▸ **What this task involves**
Quote verbatim the span of lines that begins the listing below and closes with the line containing "# put one marker on each instance of the smartwatch".

**** Record excerpts

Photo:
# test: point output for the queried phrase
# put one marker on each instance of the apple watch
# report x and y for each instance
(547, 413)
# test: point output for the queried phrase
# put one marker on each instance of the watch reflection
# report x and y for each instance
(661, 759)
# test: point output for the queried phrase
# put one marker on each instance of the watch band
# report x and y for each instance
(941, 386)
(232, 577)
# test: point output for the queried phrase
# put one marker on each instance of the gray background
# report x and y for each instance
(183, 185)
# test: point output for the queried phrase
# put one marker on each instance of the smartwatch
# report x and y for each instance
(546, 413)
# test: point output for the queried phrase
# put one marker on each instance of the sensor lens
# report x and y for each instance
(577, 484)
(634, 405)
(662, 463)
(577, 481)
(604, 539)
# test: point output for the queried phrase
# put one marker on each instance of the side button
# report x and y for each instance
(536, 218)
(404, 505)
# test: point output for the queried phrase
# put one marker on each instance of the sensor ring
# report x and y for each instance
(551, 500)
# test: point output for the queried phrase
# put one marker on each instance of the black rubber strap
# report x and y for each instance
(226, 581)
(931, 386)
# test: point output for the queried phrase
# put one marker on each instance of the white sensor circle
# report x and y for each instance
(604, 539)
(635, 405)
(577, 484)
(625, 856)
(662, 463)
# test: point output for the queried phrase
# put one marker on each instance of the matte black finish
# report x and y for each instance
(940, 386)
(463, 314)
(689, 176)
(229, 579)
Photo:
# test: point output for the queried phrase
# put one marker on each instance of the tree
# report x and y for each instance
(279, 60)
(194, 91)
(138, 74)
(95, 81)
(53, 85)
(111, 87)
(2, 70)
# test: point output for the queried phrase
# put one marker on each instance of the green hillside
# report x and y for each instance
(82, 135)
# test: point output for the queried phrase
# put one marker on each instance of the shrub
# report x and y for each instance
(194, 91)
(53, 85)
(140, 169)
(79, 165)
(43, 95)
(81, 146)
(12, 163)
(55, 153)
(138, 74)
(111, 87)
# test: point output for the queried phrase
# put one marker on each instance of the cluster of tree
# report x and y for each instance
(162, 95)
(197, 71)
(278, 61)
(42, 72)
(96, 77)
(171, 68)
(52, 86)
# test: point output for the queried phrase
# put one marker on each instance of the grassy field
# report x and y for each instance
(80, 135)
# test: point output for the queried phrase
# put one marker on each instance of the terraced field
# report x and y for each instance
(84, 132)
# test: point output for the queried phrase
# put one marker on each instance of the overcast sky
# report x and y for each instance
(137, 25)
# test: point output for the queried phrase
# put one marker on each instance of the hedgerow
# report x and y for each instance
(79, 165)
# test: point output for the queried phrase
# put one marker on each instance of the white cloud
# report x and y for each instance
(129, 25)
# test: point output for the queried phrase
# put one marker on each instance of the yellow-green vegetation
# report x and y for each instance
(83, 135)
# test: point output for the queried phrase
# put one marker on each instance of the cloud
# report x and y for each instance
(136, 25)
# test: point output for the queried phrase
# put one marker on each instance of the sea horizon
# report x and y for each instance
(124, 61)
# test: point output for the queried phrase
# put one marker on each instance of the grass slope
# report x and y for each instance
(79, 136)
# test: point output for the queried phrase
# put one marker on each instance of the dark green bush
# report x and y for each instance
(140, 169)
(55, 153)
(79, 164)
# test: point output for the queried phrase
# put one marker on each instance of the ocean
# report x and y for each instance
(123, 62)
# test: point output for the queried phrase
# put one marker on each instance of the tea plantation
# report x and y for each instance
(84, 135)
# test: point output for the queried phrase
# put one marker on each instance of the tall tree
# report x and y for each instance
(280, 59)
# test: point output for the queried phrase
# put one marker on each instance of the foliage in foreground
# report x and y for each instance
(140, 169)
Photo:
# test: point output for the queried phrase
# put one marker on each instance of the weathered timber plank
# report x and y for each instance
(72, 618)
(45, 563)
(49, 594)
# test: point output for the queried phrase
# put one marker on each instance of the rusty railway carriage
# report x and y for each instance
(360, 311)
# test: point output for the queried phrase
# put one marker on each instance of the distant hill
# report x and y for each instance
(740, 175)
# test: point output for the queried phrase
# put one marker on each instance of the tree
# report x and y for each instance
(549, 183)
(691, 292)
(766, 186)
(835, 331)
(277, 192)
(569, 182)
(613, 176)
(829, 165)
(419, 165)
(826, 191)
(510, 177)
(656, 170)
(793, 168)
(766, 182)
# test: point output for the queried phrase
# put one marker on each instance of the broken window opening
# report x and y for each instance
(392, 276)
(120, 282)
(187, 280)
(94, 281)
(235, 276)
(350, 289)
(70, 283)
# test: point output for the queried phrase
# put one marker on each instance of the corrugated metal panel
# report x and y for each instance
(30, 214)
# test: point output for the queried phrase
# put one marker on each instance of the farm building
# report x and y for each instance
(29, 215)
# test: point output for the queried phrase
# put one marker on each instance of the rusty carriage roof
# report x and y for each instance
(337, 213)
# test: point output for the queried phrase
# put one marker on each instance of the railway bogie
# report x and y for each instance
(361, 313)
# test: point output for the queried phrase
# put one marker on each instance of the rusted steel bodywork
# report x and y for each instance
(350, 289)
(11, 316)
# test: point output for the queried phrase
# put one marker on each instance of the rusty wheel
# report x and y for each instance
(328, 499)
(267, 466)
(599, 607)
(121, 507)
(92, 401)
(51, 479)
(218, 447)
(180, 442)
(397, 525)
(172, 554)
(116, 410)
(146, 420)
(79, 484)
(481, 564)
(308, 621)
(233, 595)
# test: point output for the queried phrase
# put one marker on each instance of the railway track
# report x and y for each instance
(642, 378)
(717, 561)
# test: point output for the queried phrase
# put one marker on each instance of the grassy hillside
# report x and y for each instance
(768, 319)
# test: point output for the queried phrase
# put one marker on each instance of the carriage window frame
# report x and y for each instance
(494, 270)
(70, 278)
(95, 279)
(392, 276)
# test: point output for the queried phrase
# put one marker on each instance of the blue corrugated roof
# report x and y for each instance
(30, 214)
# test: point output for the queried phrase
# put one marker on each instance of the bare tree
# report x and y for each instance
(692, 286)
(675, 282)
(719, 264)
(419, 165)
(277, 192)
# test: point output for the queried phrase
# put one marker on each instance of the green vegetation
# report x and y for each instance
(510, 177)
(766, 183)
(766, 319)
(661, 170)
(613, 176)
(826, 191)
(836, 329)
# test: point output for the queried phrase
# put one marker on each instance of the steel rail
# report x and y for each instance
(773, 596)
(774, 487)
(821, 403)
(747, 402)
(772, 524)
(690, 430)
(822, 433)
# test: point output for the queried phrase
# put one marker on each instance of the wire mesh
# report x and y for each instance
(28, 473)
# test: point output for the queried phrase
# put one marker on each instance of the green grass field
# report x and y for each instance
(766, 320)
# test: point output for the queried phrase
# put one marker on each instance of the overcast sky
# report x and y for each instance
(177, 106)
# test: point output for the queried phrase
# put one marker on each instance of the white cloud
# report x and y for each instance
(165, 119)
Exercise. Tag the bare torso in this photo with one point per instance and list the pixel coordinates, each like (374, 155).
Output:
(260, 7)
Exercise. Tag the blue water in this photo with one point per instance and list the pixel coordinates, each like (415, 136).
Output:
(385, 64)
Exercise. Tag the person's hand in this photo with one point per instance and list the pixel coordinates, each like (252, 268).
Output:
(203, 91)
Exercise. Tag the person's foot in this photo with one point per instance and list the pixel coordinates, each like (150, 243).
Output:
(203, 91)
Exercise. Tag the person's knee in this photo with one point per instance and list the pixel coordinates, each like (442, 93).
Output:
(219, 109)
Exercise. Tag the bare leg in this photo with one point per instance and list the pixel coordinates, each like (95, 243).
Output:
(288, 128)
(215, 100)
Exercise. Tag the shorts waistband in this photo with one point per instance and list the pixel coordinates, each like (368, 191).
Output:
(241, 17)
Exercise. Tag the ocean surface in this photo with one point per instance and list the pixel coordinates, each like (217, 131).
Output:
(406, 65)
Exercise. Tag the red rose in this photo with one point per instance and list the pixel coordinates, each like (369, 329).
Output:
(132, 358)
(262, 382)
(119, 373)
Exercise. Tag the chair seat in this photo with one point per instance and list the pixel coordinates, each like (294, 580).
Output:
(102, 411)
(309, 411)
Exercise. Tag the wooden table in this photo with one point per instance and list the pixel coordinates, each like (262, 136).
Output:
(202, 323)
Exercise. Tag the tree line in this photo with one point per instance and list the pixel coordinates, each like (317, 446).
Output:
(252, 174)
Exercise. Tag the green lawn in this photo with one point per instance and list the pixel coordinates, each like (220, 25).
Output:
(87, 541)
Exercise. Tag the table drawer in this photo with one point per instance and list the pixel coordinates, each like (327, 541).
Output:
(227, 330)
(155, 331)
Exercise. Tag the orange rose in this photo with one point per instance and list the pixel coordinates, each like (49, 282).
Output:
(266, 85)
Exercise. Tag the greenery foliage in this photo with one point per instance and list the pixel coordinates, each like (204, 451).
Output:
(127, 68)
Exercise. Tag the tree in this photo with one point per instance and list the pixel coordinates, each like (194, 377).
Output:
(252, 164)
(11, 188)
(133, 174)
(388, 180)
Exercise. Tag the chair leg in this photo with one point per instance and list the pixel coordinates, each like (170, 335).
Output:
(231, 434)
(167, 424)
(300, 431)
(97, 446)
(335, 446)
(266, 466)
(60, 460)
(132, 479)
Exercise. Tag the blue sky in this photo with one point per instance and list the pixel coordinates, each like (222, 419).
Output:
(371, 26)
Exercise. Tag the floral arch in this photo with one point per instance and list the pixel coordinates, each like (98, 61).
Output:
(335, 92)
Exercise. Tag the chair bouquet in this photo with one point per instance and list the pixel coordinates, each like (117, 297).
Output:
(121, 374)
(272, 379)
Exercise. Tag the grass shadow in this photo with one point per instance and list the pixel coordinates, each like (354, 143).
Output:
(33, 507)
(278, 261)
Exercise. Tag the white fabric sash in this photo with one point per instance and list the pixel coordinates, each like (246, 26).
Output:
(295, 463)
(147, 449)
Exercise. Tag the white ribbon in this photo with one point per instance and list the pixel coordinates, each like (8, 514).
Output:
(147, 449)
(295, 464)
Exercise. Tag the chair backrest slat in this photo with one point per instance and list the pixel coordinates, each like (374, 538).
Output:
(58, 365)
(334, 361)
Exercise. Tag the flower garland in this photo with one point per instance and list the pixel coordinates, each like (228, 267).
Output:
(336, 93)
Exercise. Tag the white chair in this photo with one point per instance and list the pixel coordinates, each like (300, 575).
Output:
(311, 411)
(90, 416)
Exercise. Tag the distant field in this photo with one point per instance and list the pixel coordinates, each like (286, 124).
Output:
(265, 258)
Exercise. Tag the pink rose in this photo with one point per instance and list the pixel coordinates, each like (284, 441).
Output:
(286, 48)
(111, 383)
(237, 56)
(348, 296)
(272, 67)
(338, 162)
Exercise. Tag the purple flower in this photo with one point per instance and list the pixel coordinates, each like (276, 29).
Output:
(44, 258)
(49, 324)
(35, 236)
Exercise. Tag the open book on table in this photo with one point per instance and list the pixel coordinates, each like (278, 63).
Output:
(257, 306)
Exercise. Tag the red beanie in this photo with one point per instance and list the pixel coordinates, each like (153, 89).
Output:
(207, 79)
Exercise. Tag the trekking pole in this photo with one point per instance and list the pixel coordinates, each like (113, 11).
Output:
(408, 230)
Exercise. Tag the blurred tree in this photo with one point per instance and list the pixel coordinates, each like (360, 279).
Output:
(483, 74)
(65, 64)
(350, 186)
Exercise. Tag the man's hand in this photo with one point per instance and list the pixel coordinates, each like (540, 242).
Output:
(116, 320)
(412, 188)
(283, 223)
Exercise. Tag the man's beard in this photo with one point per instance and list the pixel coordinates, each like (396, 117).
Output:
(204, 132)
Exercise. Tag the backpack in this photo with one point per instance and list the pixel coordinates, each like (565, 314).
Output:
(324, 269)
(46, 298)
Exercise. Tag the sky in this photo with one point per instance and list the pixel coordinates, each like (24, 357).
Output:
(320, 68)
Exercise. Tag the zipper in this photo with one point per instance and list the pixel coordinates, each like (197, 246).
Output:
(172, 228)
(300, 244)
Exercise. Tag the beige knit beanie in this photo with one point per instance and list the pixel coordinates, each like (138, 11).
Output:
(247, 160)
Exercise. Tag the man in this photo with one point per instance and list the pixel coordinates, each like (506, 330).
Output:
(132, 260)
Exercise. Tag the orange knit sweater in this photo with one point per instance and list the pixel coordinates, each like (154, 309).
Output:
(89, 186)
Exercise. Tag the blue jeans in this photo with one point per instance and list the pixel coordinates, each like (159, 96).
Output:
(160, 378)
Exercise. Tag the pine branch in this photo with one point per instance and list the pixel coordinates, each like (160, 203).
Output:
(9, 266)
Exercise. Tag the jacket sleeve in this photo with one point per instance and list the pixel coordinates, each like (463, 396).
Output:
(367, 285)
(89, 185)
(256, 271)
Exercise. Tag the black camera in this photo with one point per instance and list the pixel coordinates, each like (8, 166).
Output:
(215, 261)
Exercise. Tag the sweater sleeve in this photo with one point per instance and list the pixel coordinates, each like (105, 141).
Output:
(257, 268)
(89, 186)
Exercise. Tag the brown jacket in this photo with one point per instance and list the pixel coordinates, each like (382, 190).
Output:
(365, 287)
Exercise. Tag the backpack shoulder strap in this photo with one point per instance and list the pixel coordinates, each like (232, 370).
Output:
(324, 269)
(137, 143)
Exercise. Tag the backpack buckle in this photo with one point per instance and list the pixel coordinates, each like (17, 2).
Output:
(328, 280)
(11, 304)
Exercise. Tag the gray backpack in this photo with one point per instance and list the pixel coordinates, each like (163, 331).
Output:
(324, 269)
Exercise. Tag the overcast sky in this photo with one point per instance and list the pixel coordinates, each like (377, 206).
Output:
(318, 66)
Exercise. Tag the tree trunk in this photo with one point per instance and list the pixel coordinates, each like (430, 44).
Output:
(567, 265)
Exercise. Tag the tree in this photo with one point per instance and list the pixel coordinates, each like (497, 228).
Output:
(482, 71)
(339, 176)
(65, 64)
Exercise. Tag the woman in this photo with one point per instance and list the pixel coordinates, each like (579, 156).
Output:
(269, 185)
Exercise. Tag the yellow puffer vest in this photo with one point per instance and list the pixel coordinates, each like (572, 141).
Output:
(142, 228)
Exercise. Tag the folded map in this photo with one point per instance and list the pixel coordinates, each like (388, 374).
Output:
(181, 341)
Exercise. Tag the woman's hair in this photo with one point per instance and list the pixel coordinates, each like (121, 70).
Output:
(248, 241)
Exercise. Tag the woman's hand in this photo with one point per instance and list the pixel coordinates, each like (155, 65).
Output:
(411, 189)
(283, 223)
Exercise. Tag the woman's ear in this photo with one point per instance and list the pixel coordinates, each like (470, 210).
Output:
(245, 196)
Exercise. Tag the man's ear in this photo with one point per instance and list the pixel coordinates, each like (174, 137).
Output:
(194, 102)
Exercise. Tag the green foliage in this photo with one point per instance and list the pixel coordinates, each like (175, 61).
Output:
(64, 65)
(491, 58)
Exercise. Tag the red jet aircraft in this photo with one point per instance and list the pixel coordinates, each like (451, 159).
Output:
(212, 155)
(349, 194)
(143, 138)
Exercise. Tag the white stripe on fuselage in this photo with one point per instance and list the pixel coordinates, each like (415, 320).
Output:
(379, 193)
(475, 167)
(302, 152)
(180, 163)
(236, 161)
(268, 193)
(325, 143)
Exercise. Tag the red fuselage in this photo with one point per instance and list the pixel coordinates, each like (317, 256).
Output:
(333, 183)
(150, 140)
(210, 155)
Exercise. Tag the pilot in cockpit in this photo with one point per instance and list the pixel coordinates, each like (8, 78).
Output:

********

▸ **Result of this task**
Photo:
# test: point output for the queried phrase
# put one marker on each instance of the apple watch
# report x and y for each instance
(547, 413)
# test: point output for the queried phrase
# put one marker on each instance of the watch reflection
# report x and y for each instance
(661, 759)
# test: point output for the queried phrase
# put one marker on each instance of the watch band
# report x and y for each instance
(941, 386)
(232, 577)
# test: point output for the queried phrase
# put one marker on each instance of the gray background
# report x and y for each instance
(183, 185)
# test: point output for the queried phrase
# put one marker on each instance of the smartwatch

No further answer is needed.